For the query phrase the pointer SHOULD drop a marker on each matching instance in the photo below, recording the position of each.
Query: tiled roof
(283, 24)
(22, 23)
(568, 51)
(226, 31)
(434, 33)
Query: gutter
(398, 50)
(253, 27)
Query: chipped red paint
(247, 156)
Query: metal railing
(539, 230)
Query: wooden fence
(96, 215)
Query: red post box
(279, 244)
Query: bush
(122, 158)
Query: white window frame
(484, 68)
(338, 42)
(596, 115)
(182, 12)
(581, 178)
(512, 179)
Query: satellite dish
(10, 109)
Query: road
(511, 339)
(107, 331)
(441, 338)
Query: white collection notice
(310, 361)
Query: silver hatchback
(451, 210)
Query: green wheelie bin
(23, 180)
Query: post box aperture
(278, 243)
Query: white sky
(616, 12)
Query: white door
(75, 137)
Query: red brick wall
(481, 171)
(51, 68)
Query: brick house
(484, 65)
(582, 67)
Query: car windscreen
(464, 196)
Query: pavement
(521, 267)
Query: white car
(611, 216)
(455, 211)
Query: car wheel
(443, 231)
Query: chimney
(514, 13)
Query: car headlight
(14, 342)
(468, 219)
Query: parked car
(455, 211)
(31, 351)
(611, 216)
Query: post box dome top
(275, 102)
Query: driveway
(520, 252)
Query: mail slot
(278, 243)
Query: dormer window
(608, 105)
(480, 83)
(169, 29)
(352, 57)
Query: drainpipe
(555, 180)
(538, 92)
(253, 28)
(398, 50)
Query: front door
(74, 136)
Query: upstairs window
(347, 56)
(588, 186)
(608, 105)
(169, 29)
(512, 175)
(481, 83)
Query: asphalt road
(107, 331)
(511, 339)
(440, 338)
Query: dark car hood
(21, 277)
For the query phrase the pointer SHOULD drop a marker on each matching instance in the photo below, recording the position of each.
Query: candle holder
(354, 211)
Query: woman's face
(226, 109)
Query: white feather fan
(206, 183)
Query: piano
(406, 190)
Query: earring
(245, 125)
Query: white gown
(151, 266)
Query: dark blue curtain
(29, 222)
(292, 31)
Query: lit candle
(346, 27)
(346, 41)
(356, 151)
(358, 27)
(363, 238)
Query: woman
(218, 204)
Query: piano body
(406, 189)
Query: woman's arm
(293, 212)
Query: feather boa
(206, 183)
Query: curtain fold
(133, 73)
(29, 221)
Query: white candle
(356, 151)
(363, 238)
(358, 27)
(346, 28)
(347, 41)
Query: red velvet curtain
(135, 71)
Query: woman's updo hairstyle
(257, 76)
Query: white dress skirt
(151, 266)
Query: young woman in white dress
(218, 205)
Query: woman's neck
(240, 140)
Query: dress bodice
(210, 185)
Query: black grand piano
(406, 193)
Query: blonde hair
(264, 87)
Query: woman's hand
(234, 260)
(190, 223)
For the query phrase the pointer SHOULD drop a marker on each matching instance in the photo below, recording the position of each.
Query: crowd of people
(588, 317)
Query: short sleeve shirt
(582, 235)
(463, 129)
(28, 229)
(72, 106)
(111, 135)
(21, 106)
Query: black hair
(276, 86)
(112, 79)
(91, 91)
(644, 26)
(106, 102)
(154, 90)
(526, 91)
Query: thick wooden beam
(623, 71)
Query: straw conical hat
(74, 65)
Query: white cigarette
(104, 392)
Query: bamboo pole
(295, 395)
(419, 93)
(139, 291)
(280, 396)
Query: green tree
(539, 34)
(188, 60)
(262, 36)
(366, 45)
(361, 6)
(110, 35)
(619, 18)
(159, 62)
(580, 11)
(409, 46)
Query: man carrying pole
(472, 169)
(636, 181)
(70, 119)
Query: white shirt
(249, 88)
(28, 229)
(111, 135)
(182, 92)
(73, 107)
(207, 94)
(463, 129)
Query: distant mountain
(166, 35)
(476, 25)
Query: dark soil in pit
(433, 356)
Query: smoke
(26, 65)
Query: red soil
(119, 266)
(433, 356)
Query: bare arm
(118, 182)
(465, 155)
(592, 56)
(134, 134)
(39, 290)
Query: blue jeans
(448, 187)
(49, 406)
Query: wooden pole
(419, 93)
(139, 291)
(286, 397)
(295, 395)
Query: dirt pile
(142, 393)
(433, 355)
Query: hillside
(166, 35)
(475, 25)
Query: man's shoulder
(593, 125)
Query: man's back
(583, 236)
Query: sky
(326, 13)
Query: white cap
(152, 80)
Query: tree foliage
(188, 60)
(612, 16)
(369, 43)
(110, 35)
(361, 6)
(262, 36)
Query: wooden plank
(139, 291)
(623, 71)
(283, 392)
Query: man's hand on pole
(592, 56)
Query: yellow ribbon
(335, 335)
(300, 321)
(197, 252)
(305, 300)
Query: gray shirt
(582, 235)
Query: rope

**GIVEN EXERCISE:** Rewrite the records above from the line with "Query: tree foliage" through the last line, changing "wooden plank" to "wooden board" and keeping everything else unchanged.

**TASK SOLUTION:**
Query: tree foliage
(188, 60)
(612, 16)
(369, 43)
(110, 35)
(361, 6)
(262, 36)
Query: wooden board
(139, 291)
(623, 71)
(283, 392)
Query: man's hand on pole
(592, 56)
Query: yellow ribbon
(335, 335)
(300, 321)
(197, 252)
(305, 300)
Query: gray shirt
(582, 235)
Query: rope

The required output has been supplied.